Can you give the lines of the listing below as a numbered list, leaving out the blank lines and the pictures?

■ **Data items**
====

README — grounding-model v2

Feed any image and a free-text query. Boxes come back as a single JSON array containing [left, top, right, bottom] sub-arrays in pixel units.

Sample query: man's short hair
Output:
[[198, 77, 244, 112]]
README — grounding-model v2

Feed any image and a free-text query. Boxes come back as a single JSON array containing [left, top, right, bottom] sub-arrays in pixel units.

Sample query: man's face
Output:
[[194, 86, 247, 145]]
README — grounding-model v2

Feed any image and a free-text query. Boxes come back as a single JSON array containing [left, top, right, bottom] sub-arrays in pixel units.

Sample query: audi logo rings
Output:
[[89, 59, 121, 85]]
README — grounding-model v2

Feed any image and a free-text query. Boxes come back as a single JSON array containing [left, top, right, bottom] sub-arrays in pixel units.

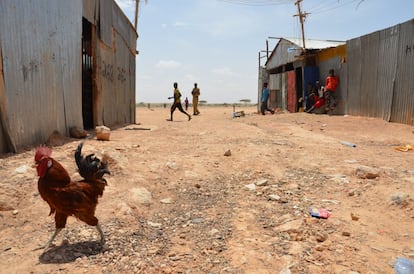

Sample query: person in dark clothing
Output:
[[260, 83, 275, 115], [168, 83, 191, 121]]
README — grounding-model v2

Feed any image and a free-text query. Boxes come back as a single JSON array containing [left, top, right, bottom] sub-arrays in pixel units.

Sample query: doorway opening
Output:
[[82, 18, 94, 129]]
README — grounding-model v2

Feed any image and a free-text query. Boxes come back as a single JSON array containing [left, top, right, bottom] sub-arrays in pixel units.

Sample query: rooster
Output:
[[34, 143, 110, 250]]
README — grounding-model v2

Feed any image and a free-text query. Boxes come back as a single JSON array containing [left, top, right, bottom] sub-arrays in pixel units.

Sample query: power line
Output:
[[217, 0, 293, 6]]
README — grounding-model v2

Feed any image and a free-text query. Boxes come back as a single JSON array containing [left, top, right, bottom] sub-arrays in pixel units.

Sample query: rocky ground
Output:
[[0, 106, 414, 274]]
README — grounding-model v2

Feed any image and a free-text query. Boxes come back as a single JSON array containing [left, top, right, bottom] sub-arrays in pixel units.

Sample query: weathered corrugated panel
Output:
[[112, 2, 138, 52], [371, 26, 399, 121], [99, 0, 115, 47], [0, 0, 82, 149], [82, 0, 99, 25], [96, 32, 135, 126], [346, 38, 365, 115], [391, 20, 414, 125], [286, 71, 298, 112], [266, 39, 300, 70], [359, 32, 379, 117], [347, 20, 414, 124], [318, 45, 346, 62]]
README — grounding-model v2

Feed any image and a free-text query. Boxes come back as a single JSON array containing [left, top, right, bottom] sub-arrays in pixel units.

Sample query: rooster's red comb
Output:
[[35, 145, 52, 162]]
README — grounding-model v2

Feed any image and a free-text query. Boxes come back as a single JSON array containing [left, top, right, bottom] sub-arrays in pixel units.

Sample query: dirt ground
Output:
[[0, 106, 414, 274]]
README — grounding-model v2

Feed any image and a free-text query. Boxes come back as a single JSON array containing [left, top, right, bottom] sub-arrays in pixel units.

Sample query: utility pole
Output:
[[134, 0, 139, 31], [293, 0, 309, 53]]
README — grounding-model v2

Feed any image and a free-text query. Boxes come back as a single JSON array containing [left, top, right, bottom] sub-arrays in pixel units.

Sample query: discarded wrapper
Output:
[[309, 207, 331, 219]]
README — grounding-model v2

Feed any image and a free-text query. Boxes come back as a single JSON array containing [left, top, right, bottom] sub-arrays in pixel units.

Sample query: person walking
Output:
[[168, 82, 191, 121], [191, 83, 200, 115], [260, 83, 275, 115], [184, 97, 188, 110], [325, 69, 339, 112]]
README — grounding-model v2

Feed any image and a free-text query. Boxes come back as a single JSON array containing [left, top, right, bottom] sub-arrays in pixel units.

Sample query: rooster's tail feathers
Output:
[[75, 143, 111, 180]]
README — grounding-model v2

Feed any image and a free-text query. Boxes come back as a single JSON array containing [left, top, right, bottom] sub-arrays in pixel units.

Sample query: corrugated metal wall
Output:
[[0, 0, 137, 152], [390, 20, 414, 125], [347, 20, 414, 125], [266, 38, 300, 69], [0, 0, 82, 150], [95, 0, 137, 126]]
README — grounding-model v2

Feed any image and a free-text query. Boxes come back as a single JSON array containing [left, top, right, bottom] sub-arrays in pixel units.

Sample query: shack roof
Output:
[[265, 38, 346, 70]]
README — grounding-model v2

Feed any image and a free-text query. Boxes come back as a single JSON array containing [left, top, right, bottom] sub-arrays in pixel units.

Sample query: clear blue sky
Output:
[[116, 0, 414, 103]]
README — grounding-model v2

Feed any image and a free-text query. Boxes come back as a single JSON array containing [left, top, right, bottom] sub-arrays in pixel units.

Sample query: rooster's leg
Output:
[[44, 228, 63, 250], [96, 223, 105, 245]]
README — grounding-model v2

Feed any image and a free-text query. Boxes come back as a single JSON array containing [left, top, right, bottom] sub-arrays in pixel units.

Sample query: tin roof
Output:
[[284, 38, 346, 49]]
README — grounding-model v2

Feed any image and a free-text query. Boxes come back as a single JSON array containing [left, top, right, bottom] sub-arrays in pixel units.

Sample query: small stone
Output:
[[256, 179, 267, 186], [351, 212, 359, 221], [95, 126, 111, 141], [316, 233, 328, 243], [245, 184, 256, 191], [268, 194, 280, 201], [160, 198, 172, 204]]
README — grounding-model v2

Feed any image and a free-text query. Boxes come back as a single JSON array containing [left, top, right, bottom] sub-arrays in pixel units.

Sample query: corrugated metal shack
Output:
[[346, 19, 414, 125], [259, 38, 345, 112], [0, 0, 137, 153]]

====

■ **Final result**
1. README — grounding-model v2
2. Feed any image and a free-text query. Boxes come back as a single JSON array containing [left, top, right, bottom] sub-arrays in pixel units.
3. Sample query: man's short hair
4. Output:
5. [[198, 77, 244, 112]]
6. README — grounding-model v2
7. Feed any image and a free-text query. Boxes come back as a single JSON array containing [left, top, right, bottom] sub-arrays in pixel units.
8. Sample query: man's face
9. Output:
10. [[194, 86, 247, 145]]
11. README — grounding-model v2
12. Feed any image and a free-text query. Boxes come back as a single JSON array containing [left, top, right, bottom] sub-arrays in pixel units.
13. Sample query: audi logo rings
14. Output:
15. [[89, 59, 121, 85]]
16. README — grounding-model v2
17. Feed any image and a free-text query. Boxes come back as a single JSON array containing [left, top, right, bottom] sub-arrays in pixel units.
18. Sample query: person in dark clothing
19. Output:
20. [[260, 83, 275, 115], [168, 83, 191, 121]]
21. README — grounding-model v2
22. Feed any image and a free-text query. Boxes come back as a single JSON array containing [left, top, right, bottom] sub-arrays in pixel units.
23. Sample query: doorway opening
24. Output:
25. [[82, 18, 94, 129]]
26. README — grounding-model v2
27. Feed any image and a free-text query. Boxes come back as a single JSON array containing [left, top, right, bottom] sub-arrays in pixel units.
28. Sample query: rooster
29. Output:
30. [[34, 143, 110, 250]]
31. README — grounding-model v2
32. Feed any image and a free-text query. Boxes come back as a single JSON array containing [left, top, right, bottom] sub-arrays in pixel units.
33. Sample query: power line
34. Output:
35. [[217, 0, 293, 6]]
36. README — grounding-model v2
37. Feed any image and a free-text query. Boxes come back as a single JSON array containing [left, top, right, bottom] sub-arrays in pixel units.
38. Sample query: rocky ground
39. Output:
40. [[0, 106, 414, 274]]
41. README — grounding-model v2
42. Feed any image and a free-text query. Boxes come back as a single JSON array containing [left, top, right, bottom] sub-arrays in pixel units.
43. Sample query: weathered corrugated panel
44. Output:
45. [[112, 2, 138, 52], [371, 26, 399, 121], [99, 0, 115, 47], [0, 0, 82, 149], [82, 0, 99, 25], [96, 32, 135, 126], [346, 38, 365, 115], [391, 20, 414, 125], [286, 71, 298, 112], [266, 39, 300, 70], [359, 32, 379, 117], [347, 20, 414, 124], [318, 45, 346, 62]]
46. README — grounding-model v2
47. Feed any image and a free-text query. Boxes come back as a single JSON array containing [left, top, right, bottom] sub-arrays in pixel units.
48. Sample query: rooster's red comb
49. Output:
50. [[35, 145, 52, 162]]
51. README — grounding-model v2
52. Feed any image and a free-text query. Boxes come back as a single JSON array containing [left, top, right, bottom] sub-arrays in pixel units.
53. Sample query: dirt ground
54. Output:
55. [[0, 106, 414, 274]]
56. README — grounding-model v2
57. Feed any image and a free-text query. Boxes come back as a single JSON array containing [left, top, right, bottom] sub-arrays in pixel units.
58. Sample query: utility pole
59. Output:
60. [[134, 0, 139, 31], [293, 0, 309, 53]]
61. README — grounding-model v2
62. Feed any image and a free-text query. Boxes come back as a single JSON array containing [left, top, right, bottom] sub-arrays in pixel units.
63. Sample query: discarded wrapper
64. Output:
65. [[309, 207, 331, 219]]
66. README — grounding-model v2
67. Feed any image and a free-text query. Boxes come back as a single JSON array containing [left, top, right, bottom] sub-arrays in pixel units.
68. Sample query: person walking
69. Output:
70. [[168, 82, 191, 121], [191, 83, 200, 115], [260, 83, 275, 115], [184, 97, 188, 110], [325, 69, 339, 112]]
71. README — grounding-model v2
72. Feed any image and a free-text query. Boxes come back as a single JSON array containing [left, top, right, bottom] sub-arrays in pixel units.
73. Sample query: rooster's tail feathers
74. Output:
75. [[75, 143, 111, 180]]
76. README — grounding-model v2
77. Feed any image and a free-text query. Boxes come back as a single JSON array containing [left, top, right, bottom] sub-arrays in pixel units.
78. Sample query: corrugated metal wall
79. Output:
80. [[0, 0, 137, 152], [390, 20, 414, 125], [347, 20, 414, 125], [266, 38, 300, 69], [0, 0, 82, 150], [95, 0, 137, 126]]
81. README — grounding-model v2
82. Feed any image and a free-text query. Boxes come back as a single JSON array containing [left, top, right, bottom] sub-arrays in pixel units.
83. Sample query: shack roof
84. Output:
85. [[265, 38, 346, 70]]
86. README — grounding-model v2
87. Feed any image and a free-text query. Boxes come back as a single JSON array containing [left, top, right, bottom] sub-arrays in pixel units.
88. Sample query: clear blue sky
89. Output:
90. [[116, 0, 414, 103]]
91. README — grounding-model v2
92. Feed any image and a free-text query. Boxes come back as a single JSON array containing [left, top, right, bottom] sub-arrays in pixel units.
93. Sample query: rooster's leg
94. Output:
95. [[44, 228, 63, 250], [96, 223, 105, 245]]
96. README — grounding-model v2
97. Feed any image and a free-text query. Boxes come back as a single JSON array containing [left, top, right, bottom] sub-arrays in pixel units.
98. Sample query: tin roof
99. Output:
100. [[284, 38, 346, 49]]
101. README — grounding-model v2
102. Feed any image and a free-text query. Boxes come back as a single JSON array containing [left, top, right, bottom] sub-arrays in pixel units.
103. Sample query: small stone
104. Output:
105. [[256, 179, 267, 186], [351, 212, 359, 221], [95, 126, 111, 141], [316, 233, 328, 243], [245, 184, 256, 191], [268, 194, 280, 201], [160, 198, 172, 204]]
106. README — grounding-model v2
107. Feed any image and a free-text query. Boxes come back as a single JSON array containing [left, top, right, bottom] sub-arrays in pixel units.
108. Sample query: corrugated metal shack
109. Output:
110. [[346, 19, 414, 125], [259, 38, 345, 112], [0, 0, 137, 153]]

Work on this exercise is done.